— START Extracted information —

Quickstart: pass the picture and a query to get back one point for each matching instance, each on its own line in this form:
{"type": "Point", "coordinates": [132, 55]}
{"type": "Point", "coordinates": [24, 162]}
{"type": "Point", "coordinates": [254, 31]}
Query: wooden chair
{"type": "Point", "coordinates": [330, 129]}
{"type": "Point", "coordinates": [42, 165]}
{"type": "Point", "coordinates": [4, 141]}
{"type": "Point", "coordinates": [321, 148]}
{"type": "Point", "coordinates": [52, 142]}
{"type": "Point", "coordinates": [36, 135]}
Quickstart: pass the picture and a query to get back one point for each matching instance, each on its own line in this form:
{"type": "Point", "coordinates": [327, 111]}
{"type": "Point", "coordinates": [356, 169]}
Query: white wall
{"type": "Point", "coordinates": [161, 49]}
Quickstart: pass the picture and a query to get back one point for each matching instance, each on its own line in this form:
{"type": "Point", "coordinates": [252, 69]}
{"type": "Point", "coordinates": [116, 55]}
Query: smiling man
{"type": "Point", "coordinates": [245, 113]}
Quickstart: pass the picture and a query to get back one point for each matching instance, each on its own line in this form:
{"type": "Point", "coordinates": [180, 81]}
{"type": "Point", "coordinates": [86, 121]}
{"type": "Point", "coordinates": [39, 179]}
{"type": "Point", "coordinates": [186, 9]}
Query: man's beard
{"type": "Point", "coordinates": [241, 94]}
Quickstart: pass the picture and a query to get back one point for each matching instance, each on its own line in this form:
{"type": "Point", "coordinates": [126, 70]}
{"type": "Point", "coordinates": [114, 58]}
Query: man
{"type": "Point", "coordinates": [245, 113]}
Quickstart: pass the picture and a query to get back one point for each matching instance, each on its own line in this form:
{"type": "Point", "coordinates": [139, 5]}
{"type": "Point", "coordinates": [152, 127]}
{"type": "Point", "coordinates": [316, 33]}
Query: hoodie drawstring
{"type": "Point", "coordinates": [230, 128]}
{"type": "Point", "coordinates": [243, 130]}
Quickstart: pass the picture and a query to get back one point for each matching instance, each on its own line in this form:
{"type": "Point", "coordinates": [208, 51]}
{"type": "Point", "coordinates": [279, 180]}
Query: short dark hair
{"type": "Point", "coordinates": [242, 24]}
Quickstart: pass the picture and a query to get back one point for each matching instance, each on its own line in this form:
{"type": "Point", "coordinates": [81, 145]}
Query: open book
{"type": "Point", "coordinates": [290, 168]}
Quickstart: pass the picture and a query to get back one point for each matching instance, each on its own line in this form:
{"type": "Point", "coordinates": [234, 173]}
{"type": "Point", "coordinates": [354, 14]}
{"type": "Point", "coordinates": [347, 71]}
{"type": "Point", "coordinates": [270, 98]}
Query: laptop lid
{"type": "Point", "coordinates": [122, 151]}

— END Extracted information —

*Written problem:* Return every line verbatim, beginning at the top of the entries and ending with the line that contains "Query: wooden chair".

*Answer to this exercise:*
Quickstart: pass the picture and a query to get back one point for each matching instance, each on its own line in this form:
{"type": "Point", "coordinates": [132, 55]}
{"type": "Point", "coordinates": [24, 162]}
{"type": "Point", "coordinates": [254, 31]}
Query: wooden chair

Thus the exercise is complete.